### Data for analysis
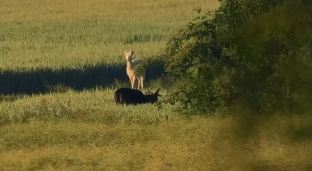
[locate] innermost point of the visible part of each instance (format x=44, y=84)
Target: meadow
x=65, y=129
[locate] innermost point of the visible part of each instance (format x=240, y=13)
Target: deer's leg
x=132, y=82
x=139, y=82
x=142, y=79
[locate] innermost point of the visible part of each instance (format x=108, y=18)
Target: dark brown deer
x=132, y=96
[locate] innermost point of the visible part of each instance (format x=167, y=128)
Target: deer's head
x=129, y=55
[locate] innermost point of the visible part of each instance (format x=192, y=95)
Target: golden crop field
x=63, y=45
x=70, y=34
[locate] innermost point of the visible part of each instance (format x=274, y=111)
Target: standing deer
x=130, y=70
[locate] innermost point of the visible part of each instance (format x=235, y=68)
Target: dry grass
x=129, y=142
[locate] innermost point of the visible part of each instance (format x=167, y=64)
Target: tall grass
x=87, y=131
x=57, y=34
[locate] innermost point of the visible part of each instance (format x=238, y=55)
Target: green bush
x=246, y=53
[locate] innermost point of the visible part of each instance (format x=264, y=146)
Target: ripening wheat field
x=50, y=43
x=56, y=34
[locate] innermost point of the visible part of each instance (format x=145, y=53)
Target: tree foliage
x=256, y=54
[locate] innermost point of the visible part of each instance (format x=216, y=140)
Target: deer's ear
x=157, y=91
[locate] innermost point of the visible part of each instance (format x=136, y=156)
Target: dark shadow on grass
x=88, y=77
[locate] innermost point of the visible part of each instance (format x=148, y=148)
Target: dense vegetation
x=255, y=54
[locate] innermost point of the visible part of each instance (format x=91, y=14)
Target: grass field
x=56, y=34
x=85, y=130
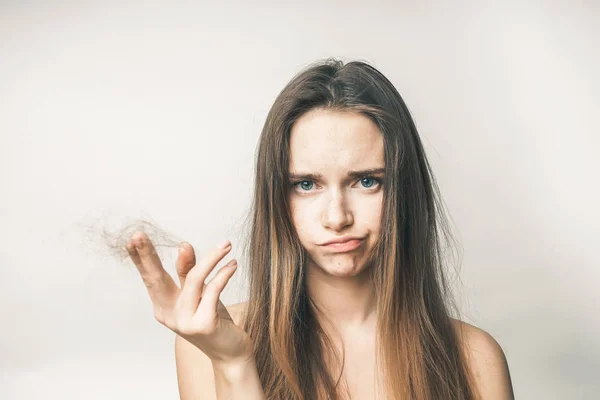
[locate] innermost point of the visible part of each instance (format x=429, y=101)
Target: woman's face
x=328, y=201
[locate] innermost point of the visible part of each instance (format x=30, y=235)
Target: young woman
x=348, y=297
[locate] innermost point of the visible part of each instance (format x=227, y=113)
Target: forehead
x=325, y=140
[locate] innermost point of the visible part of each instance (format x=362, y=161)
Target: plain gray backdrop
x=113, y=110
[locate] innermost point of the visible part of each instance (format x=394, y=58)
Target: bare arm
x=199, y=378
x=488, y=365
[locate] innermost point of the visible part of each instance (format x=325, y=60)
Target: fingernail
x=224, y=244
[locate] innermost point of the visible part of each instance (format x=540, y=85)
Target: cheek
x=303, y=218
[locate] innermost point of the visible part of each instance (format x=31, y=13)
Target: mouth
x=345, y=246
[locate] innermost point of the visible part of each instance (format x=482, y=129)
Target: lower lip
x=346, y=246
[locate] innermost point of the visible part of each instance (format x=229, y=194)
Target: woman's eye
x=306, y=185
x=367, y=182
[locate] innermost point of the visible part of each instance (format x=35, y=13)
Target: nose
x=337, y=214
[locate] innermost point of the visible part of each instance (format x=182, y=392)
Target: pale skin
x=330, y=144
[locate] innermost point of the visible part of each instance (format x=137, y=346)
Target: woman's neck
x=345, y=304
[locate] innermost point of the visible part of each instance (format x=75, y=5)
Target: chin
x=342, y=268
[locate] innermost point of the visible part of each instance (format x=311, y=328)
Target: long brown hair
x=419, y=349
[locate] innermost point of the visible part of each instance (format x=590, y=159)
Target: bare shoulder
x=487, y=362
x=195, y=376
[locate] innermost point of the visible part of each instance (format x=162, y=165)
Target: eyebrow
x=351, y=174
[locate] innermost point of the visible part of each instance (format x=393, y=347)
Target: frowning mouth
x=344, y=246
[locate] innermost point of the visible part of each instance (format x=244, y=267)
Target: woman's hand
x=194, y=312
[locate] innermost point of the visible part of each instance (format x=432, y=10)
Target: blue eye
x=368, y=182
x=368, y=179
x=303, y=187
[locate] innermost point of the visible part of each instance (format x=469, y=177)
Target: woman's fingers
x=186, y=259
x=194, y=281
x=212, y=291
x=161, y=287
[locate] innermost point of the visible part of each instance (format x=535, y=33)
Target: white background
x=115, y=110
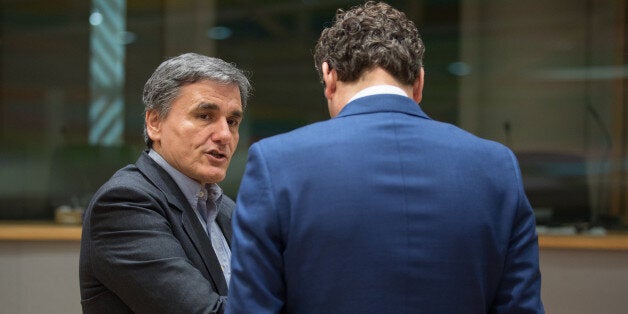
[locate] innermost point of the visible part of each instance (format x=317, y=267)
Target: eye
x=204, y=116
x=233, y=122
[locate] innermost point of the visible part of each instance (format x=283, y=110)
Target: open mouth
x=217, y=154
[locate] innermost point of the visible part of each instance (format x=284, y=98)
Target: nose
x=221, y=133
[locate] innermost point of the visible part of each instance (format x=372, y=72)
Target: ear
x=417, y=87
x=330, y=77
x=153, y=125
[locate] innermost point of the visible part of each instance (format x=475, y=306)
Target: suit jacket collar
x=383, y=103
x=190, y=223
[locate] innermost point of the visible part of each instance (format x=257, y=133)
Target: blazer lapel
x=189, y=220
x=201, y=241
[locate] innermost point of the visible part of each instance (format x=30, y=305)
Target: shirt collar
x=190, y=188
x=378, y=89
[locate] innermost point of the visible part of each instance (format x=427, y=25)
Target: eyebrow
x=212, y=106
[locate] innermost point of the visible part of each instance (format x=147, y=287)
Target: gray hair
x=164, y=85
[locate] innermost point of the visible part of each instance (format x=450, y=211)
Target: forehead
x=214, y=92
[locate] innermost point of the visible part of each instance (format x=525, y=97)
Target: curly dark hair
x=368, y=36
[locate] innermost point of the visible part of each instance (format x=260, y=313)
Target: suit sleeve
x=520, y=287
x=257, y=284
x=136, y=255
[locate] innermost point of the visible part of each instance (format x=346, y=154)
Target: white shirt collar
x=190, y=188
x=378, y=89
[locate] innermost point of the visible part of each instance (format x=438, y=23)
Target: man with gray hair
x=156, y=236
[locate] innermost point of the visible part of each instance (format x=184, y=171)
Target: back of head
x=162, y=88
x=368, y=36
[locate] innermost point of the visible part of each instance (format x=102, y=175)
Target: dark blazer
x=144, y=250
x=383, y=210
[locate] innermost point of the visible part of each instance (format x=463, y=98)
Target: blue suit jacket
x=383, y=210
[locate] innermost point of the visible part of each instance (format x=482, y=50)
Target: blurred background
x=546, y=78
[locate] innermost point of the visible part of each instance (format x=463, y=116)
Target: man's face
x=200, y=133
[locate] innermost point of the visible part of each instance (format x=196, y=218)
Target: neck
x=346, y=90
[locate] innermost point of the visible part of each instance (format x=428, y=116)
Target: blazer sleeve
x=520, y=286
x=257, y=284
x=135, y=253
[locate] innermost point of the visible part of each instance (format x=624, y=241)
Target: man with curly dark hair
x=381, y=209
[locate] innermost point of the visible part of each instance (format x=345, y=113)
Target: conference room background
x=546, y=78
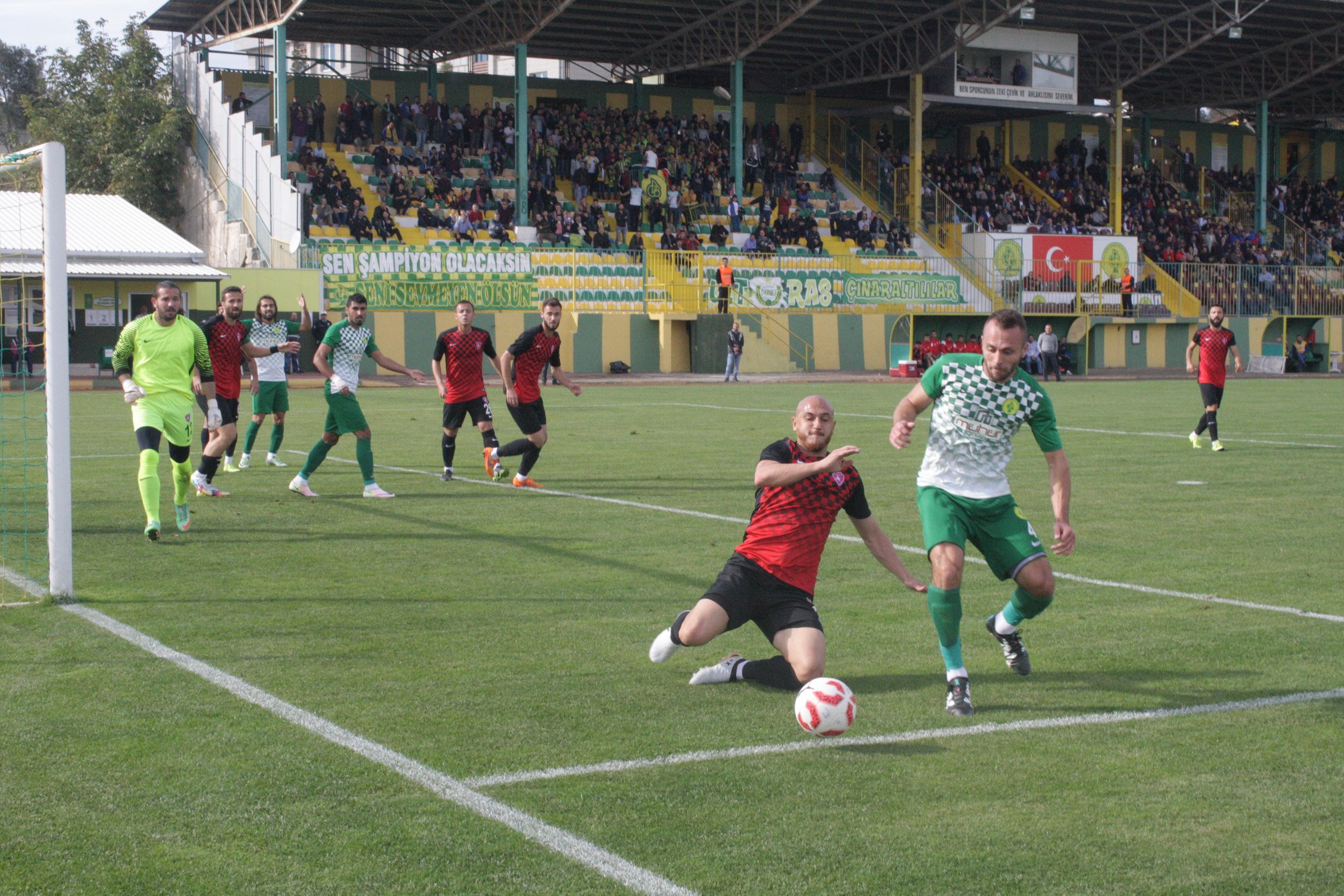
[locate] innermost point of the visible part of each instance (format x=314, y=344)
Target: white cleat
x=663, y=647
x=718, y=673
x=300, y=487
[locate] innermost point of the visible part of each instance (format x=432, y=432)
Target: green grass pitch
x=479, y=629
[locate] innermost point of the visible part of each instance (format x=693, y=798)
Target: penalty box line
x=902, y=736
x=1068, y=577
x=444, y=786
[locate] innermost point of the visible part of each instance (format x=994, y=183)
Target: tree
x=113, y=106
x=20, y=75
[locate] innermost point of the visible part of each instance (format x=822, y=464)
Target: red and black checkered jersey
x=790, y=524
x=464, y=375
x=1214, y=343
x=226, y=354
x=531, y=352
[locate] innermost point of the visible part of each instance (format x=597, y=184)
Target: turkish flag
x=1058, y=255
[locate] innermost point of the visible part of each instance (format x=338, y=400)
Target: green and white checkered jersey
x=348, y=346
x=262, y=335
x=974, y=424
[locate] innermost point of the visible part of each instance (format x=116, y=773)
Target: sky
x=51, y=23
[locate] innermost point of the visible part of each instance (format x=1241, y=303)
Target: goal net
x=35, y=530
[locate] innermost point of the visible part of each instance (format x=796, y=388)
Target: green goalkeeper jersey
x=160, y=357
x=974, y=424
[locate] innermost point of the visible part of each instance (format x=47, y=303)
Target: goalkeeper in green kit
x=979, y=404
x=153, y=359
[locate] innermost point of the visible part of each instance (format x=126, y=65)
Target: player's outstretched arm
x=880, y=546
x=904, y=418
x=1061, y=487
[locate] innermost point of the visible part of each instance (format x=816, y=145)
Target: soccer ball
x=826, y=707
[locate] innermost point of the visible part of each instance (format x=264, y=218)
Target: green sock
x=1024, y=606
x=315, y=458
x=181, y=481
x=364, y=454
x=150, y=484
x=945, y=609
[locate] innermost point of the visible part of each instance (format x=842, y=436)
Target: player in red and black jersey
x=1214, y=343
x=802, y=485
x=463, y=387
x=523, y=363
x=226, y=338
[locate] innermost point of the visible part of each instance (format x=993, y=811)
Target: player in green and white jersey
x=153, y=359
x=270, y=388
x=339, y=355
x=979, y=404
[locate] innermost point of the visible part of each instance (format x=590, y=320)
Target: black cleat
x=1015, y=655
x=959, y=698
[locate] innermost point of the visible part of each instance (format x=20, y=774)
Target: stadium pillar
x=737, y=130
x=522, y=134
x=915, y=189
x=280, y=96
x=1261, y=164
x=1117, y=163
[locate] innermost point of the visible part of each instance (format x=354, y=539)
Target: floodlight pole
x=522, y=132
x=280, y=96
x=737, y=130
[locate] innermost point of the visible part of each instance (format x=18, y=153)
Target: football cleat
x=959, y=698
x=719, y=673
x=299, y=485
x=1015, y=655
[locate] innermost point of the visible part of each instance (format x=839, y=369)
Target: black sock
x=774, y=672
x=677, y=626
x=208, y=466
x=529, y=460
x=516, y=446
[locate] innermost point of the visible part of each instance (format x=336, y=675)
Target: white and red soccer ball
x=826, y=707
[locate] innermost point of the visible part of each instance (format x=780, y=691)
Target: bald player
x=802, y=485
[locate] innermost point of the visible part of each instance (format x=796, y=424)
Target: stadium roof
x=105, y=237
x=1166, y=54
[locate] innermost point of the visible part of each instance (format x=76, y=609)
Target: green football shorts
x=343, y=414
x=169, y=413
x=270, y=398
x=995, y=526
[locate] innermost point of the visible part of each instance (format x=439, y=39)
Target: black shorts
x=530, y=416
x=456, y=411
x=750, y=594
x=1211, y=394
x=228, y=409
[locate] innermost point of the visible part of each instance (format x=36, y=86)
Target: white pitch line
x=451, y=789
x=854, y=539
x=902, y=736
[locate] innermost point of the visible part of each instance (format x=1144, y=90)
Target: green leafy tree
x=113, y=106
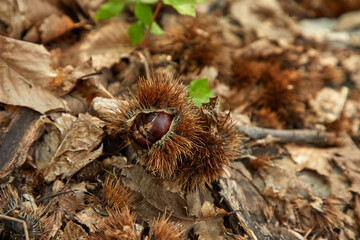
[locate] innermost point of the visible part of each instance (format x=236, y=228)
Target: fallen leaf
x=329, y=104
x=24, y=80
x=105, y=45
x=151, y=198
x=76, y=144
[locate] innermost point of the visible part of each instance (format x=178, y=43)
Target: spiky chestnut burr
x=175, y=140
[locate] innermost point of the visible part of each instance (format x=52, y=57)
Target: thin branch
x=26, y=232
x=292, y=136
x=144, y=61
x=146, y=41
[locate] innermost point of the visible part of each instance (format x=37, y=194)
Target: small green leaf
x=156, y=29
x=199, y=91
x=109, y=9
x=136, y=32
x=143, y=12
x=150, y=1
x=185, y=7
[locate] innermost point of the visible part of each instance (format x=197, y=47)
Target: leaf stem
x=145, y=43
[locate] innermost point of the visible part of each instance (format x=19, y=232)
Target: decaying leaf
x=73, y=143
x=29, y=76
x=151, y=197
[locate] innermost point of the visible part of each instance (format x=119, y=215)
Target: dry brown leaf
x=24, y=79
x=105, y=45
x=73, y=144
x=316, y=159
x=74, y=231
x=210, y=229
x=90, y=218
x=89, y=6
x=22, y=15
x=329, y=104
x=151, y=197
x=54, y=26
x=241, y=195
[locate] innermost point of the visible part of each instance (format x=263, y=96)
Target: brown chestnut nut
x=148, y=128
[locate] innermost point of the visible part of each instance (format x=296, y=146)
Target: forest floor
x=287, y=72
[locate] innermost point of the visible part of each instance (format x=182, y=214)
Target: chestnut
x=148, y=128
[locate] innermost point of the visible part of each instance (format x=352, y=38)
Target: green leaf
x=185, y=7
x=156, y=29
x=109, y=9
x=150, y=1
x=136, y=32
x=143, y=12
x=199, y=91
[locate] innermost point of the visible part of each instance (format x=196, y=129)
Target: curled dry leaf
x=19, y=17
x=175, y=140
x=265, y=17
x=23, y=79
x=212, y=229
x=151, y=197
x=73, y=143
x=105, y=45
x=32, y=83
x=329, y=104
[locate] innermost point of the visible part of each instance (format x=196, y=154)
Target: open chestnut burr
x=149, y=128
x=176, y=141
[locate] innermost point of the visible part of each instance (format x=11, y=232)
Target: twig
x=145, y=42
x=144, y=61
x=26, y=232
x=54, y=195
x=292, y=136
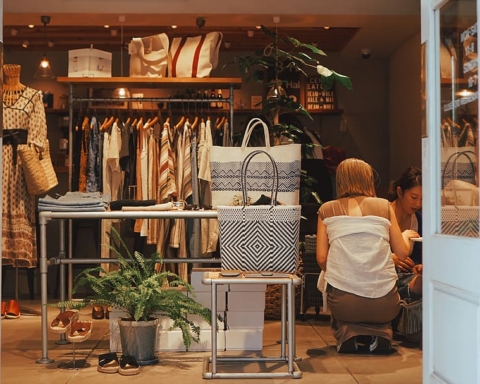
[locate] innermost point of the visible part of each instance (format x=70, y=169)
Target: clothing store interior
x=143, y=114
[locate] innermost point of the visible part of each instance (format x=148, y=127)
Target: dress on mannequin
x=24, y=122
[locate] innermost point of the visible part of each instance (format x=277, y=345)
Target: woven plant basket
x=38, y=170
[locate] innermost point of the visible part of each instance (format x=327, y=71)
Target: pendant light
x=44, y=70
x=121, y=92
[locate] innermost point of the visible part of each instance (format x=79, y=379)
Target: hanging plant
x=281, y=56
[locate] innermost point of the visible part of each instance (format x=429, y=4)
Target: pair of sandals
x=67, y=323
x=126, y=366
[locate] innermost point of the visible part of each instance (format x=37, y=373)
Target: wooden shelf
x=153, y=82
x=60, y=168
x=57, y=111
x=312, y=112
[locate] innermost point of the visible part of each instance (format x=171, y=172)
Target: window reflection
x=459, y=118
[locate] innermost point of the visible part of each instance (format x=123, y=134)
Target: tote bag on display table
x=261, y=238
x=226, y=166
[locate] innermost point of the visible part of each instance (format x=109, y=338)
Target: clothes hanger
x=195, y=122
x=180, y=123
x=107, y=123
x=220, y=123
x=151, y=122
x=452, y=122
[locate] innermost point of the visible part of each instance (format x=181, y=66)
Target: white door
x=451, y=250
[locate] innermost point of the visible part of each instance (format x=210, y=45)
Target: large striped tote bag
x=260, y=238
x=226, y=165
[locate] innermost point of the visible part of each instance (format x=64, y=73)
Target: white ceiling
x=383, y=25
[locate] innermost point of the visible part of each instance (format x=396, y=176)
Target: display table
x=45, y=217
x=287, y=355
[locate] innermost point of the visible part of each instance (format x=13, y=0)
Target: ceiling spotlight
x=44, y=70
x=200, y=22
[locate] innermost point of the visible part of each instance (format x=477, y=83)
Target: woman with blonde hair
x=356, y=234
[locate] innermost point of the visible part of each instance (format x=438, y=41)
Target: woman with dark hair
x=355, y=237
x=405, y=195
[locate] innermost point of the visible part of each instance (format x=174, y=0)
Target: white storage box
x=89, y=62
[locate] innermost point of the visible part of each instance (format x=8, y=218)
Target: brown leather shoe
x=13, y=310
x=97, y=312
x=79, y=331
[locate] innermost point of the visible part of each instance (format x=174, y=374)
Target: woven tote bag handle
x=243, y=179
x=248, y=132
x=454, y=157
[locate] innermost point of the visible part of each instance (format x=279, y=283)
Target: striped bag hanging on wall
x=194, y=56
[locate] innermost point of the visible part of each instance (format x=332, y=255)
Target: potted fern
x=143, y=293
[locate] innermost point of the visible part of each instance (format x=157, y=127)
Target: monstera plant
x=280, y=57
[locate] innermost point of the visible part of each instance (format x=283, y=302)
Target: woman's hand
x=409, y=234
x=418, y=269
x=406, y=265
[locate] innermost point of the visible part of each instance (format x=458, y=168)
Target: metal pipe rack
x=45, y=217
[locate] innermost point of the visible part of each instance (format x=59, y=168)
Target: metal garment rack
x=141, y=83
x=45, y=217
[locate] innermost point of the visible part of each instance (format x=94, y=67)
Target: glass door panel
x=459, y=118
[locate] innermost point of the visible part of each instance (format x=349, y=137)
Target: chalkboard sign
x=316, y=98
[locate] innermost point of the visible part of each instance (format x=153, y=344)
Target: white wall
x=405, y=108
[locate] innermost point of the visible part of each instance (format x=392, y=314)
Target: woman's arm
x=322, y=244
x=399, y=242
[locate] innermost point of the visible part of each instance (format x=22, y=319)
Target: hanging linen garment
x=77, y=149
x=142, y=224
x=226, y=134
x=209, y=227
x=82, y=178
x=193, y=228
x=22, y=112
x=153, y=170
x=138, y=169
x=184, y=188
x=167, y=189
x=112, y=175
x=112, y=181
x=93, y=165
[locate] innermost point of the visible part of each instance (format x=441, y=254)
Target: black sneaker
x=348, y=346
x=380, y=345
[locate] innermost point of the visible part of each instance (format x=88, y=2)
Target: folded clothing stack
x=75, y=201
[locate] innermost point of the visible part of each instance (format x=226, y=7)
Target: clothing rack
x=142, y=83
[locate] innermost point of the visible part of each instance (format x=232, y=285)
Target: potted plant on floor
x=144, y=293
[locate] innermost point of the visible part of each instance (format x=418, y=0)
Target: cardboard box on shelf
x=89, y=62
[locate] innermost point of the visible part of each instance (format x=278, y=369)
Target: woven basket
x=37, y=166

### Work item
Exactly the lines above from the one with "Target: open mouth" to the one with "(format x=427, y=25)", both included, are to be quoted; leave the rest out.

### Output for this task
Target: open mouth
x=217, y=154
[locate] innermost point of the visible part of each instance (format x=284, y=98)
Target: nose
x=221, y=133
[locate] innermost point of the visible part of each instance (format x=372, y=72)
Target: ear
x=417, y=87
x=330, y=77
x=153, y=125
[locate] innermost point of the visible part of each instance (format x=475, y=306)
Target: suit jacket collar
x=383, y=103
x=190, y=223
[locate] innermost point of the visible part of each instance (format x=257, y=133)
Target: blazer lapel
x=189, y=220
x=201, y=241
[locate] innermost point of the visible part of each instance (format x=30, y=305)
Target: shirt collar
x=190, y=188
x=378, y=89
[locate] innermost point of the visible part of each instance (format x=427, y=25)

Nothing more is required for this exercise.